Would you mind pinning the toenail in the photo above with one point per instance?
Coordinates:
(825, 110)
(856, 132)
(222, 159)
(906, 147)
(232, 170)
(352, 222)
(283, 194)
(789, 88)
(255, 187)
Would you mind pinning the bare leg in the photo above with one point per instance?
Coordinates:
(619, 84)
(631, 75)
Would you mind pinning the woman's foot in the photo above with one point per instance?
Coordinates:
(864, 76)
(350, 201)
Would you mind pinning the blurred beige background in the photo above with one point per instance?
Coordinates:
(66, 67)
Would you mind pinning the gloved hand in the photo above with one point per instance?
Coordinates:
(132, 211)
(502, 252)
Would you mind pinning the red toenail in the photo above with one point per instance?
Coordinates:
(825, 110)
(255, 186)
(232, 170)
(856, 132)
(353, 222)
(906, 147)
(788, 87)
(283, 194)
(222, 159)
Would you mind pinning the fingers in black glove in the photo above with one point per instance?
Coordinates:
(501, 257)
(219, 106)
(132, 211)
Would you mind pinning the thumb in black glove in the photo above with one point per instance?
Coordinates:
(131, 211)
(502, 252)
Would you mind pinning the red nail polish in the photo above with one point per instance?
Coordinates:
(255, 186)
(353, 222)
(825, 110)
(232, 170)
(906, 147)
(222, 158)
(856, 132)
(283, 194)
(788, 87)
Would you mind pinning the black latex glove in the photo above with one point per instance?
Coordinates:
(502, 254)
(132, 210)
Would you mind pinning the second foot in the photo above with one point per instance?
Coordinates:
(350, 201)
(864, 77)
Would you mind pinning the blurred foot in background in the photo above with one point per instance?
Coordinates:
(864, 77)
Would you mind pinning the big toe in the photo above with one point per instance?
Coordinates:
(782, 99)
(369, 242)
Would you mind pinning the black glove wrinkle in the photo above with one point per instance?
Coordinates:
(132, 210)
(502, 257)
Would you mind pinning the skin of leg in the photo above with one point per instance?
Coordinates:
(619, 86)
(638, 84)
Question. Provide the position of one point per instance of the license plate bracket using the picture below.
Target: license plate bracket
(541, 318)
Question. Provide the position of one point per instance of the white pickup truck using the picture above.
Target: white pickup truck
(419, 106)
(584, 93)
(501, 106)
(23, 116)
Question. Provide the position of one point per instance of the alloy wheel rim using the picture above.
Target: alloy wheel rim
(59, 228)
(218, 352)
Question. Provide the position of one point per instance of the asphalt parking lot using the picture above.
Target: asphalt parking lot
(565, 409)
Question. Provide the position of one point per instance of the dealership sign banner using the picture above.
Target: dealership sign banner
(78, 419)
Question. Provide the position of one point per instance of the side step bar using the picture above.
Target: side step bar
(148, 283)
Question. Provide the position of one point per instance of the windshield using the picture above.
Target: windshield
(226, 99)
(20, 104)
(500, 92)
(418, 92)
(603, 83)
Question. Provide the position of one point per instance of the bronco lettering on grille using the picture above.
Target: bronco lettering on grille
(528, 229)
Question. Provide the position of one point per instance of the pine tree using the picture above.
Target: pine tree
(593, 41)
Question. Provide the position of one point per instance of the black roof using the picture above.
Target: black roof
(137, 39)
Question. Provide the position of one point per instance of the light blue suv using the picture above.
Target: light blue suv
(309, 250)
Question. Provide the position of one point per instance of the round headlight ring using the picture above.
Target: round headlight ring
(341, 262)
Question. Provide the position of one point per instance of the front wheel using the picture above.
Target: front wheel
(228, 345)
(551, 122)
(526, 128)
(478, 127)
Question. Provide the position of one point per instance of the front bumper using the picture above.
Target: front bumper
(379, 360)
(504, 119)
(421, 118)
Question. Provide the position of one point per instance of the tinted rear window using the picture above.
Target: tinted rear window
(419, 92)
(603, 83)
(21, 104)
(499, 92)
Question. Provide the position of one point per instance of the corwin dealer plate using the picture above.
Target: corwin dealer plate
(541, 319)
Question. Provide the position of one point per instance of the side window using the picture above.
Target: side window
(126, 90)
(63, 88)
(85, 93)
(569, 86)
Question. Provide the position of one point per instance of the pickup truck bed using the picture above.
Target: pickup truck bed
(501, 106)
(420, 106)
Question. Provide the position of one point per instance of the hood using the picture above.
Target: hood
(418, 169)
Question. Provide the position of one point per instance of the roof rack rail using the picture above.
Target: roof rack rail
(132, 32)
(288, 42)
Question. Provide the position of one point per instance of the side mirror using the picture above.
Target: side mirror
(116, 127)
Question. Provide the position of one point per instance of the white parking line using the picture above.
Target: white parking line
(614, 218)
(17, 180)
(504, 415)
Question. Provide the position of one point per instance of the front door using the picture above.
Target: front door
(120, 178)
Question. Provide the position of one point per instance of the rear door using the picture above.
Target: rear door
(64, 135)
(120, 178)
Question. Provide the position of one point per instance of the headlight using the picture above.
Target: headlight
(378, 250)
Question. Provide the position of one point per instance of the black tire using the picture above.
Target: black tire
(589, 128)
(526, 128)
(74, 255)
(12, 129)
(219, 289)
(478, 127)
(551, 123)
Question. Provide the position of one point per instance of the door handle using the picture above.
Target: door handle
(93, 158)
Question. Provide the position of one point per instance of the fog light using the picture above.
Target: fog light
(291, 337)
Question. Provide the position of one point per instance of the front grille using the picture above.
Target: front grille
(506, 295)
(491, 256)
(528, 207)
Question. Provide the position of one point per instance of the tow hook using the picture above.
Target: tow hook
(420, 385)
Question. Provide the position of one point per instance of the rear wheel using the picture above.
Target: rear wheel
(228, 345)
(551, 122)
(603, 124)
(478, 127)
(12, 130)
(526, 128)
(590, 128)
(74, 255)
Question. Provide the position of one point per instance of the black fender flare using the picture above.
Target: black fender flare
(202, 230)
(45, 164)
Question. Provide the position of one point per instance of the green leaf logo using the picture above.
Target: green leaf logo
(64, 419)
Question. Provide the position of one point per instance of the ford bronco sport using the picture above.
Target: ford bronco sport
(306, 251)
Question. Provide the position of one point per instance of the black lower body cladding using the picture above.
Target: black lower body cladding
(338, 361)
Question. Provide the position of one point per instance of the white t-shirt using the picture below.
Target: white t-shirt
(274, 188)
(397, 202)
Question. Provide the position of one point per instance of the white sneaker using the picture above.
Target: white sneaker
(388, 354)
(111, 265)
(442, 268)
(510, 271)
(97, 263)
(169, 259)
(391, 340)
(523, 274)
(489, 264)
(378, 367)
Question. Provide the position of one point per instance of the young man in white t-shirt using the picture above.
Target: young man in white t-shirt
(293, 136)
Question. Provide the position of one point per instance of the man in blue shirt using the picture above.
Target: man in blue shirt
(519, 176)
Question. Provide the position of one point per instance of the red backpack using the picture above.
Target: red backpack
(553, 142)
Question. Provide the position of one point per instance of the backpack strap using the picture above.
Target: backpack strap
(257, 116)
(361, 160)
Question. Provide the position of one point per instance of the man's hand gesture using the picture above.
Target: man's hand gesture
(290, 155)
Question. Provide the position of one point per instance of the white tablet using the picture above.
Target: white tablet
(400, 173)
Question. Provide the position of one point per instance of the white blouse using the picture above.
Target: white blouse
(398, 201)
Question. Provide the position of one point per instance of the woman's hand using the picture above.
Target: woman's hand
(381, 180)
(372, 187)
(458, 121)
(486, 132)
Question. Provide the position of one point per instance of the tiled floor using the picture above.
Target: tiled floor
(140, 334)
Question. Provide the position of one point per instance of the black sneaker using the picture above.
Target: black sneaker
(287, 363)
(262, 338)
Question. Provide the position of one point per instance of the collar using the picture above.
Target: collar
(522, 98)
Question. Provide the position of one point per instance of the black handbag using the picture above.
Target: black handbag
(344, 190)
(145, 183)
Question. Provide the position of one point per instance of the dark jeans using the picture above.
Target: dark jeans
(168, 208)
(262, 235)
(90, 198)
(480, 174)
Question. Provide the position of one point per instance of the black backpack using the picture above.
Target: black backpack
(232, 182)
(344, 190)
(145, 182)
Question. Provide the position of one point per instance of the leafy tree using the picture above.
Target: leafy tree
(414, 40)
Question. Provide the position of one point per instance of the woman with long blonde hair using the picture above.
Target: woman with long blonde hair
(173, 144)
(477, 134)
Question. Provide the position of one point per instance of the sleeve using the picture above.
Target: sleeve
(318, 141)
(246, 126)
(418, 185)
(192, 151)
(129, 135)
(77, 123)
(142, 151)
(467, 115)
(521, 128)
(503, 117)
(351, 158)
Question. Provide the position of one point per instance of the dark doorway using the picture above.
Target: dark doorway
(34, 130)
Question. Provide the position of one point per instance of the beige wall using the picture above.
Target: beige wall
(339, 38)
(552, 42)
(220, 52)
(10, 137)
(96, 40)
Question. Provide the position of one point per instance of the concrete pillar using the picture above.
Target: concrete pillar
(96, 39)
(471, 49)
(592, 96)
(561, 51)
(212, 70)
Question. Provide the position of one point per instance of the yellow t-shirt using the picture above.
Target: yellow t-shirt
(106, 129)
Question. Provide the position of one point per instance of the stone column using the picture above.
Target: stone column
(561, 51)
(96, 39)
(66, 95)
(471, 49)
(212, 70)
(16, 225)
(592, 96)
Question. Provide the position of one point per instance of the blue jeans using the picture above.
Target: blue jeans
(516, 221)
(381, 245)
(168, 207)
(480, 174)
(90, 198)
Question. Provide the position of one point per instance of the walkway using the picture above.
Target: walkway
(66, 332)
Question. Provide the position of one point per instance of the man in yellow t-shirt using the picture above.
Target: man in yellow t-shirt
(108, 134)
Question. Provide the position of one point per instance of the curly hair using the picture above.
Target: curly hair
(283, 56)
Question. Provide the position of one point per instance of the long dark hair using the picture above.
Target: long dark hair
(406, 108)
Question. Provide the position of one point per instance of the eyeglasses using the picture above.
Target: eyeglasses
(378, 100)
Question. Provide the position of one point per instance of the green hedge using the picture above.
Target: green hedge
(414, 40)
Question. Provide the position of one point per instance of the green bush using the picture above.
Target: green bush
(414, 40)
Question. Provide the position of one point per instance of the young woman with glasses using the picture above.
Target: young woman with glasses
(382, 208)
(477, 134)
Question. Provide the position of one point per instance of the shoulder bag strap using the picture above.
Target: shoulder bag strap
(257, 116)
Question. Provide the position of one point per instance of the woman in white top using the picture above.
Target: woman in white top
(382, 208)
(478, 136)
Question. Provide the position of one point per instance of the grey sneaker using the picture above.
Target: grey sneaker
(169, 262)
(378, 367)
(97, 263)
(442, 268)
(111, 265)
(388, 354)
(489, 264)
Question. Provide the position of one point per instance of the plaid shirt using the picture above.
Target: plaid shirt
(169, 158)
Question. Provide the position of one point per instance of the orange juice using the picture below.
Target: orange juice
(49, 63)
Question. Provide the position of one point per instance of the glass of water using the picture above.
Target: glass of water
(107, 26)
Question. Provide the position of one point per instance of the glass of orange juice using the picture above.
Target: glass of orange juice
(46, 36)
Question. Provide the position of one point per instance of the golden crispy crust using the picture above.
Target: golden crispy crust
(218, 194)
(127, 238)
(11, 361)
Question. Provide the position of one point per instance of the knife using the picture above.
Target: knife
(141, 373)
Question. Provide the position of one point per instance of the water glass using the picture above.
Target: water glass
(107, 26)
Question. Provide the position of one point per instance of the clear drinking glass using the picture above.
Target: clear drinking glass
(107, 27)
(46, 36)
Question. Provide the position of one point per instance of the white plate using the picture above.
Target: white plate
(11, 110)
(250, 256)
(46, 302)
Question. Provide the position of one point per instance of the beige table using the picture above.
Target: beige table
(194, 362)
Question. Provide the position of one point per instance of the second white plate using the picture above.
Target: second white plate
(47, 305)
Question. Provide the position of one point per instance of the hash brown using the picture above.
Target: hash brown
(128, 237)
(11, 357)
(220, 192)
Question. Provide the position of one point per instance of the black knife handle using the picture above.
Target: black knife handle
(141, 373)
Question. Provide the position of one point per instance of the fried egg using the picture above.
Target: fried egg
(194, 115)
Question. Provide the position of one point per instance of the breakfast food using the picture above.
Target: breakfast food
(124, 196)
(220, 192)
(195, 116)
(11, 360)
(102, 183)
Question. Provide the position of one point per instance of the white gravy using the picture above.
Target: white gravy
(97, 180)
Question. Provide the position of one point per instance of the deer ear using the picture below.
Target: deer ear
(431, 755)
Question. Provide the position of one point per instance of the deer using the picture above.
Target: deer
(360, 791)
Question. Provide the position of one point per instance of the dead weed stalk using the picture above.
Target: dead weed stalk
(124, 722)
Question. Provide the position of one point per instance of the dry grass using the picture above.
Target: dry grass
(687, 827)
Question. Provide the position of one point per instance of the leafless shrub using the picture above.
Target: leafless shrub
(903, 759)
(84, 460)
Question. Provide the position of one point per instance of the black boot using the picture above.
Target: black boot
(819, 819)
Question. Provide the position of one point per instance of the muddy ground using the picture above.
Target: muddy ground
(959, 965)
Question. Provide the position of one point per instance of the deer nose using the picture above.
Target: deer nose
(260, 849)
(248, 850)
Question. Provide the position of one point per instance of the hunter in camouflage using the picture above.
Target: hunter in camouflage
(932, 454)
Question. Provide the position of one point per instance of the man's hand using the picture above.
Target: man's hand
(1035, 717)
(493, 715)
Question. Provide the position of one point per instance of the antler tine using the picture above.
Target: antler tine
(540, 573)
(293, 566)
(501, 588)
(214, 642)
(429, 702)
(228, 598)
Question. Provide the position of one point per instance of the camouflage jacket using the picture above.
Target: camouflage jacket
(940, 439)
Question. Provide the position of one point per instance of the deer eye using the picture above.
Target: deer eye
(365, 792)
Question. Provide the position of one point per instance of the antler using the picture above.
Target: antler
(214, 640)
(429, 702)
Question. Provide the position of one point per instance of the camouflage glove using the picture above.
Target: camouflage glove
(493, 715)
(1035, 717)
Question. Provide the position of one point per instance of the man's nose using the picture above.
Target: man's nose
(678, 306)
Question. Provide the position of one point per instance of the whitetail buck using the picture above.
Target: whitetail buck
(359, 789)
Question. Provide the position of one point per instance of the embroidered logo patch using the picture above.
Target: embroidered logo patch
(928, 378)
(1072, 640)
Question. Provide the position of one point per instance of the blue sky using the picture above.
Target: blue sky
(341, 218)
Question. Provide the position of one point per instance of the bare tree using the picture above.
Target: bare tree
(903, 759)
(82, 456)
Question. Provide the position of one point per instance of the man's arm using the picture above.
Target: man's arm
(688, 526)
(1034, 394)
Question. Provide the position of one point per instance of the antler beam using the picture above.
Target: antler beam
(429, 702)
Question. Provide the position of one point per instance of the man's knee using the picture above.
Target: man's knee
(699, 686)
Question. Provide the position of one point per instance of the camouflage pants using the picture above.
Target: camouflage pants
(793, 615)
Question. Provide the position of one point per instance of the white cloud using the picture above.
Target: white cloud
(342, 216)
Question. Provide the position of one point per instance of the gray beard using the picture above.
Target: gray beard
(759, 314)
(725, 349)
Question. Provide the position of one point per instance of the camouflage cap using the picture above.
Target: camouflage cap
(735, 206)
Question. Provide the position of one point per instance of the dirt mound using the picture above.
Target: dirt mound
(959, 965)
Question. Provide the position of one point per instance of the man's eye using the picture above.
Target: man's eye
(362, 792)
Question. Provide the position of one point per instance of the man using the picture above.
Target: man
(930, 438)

──────

Task requirements
The word to find is "toenail". Copy every line of the data that holds it.

Reply to the exercise
Would you mind pinning the toenail in the photo above with one point per instance?
Would you mind pinning the red toenail in the photo above with one point per instance?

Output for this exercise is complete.